▶ **AIM 1**:
Answer these questions using the superbloom article.
(a) What weather usually comes before the wildflowers all flower at once?
(b) In what year did the last superbloom occur?
(c) Across which months did the wet season before that superbloom run?
▶ **AIM 2**:
Copy a passage from the superbloom article word for word, starting at "How Will 2023" and stopping after "carpets of color.".

::: SELECTION

How Will 2023 Compare to the Great California Superbloom of 2019?

Spring is approaching and with it, the potential for a particularly vibrant California "superbloom."

The "superbloom" is a rare phenomenon where native wildflowers bloom in California's deserts and grasslands, all at the same time.

These wildflower seeds lay dormant in the soil most years and California is in the midst of a drought, meaning they rarely get enough rainfall to bloom.

But when conditions are just right—usually after a particularly wet fall and winter—they all flower at once, sometimes creating breathtaking carpets of color.

Poppies superbloom 2019
A photo shows poppies during the 2019 "superbloom" in California. The superbloom is a rare phenomenon where Californian native wildflowers all bloom at the same time. Stefano Da Sacco/Getty

The last superbloom occurred in 2019, and was the most beautiful the state has seen in recent years. This followed a particularly wet season in California from November to March.

::::::
::: PROVIDED DATA

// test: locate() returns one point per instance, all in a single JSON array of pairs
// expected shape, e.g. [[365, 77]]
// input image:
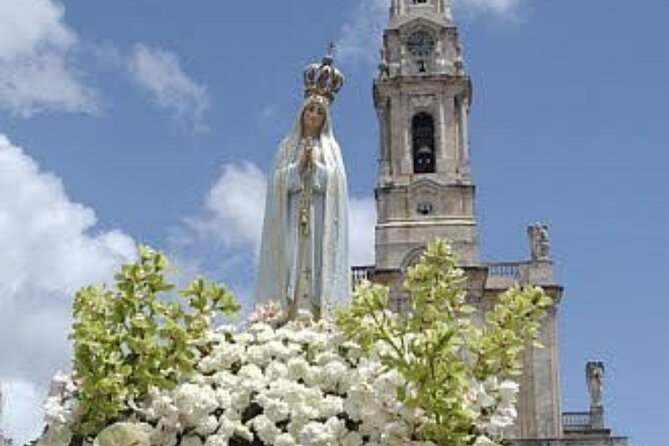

::::::

▶ **CORRECT ANSWER 1**:
(a) A particularly wet fall and winter.
(b) 2019.
(c) November to March.

▶ **CORRECT ANSWER 2**:
How Will 2023 Compare to the Great California Superbloom of 2019?

Spring is approaching and with it, the potential for a particularly vibrant California "superbloom."

The "superbloom" is a rare phenomenon where native wildflowers bloom in California's deserts and grasslands, all at the same time.

These wildflower seeds lay dormant in the soil most years and California is in the midst of a drought, meaning they rarely get enough rainfall to bloom.

But when conditions are just right—usually after a particularly wet fall and winter—they all flower at once, sometimes creating breathtaking carpets of color.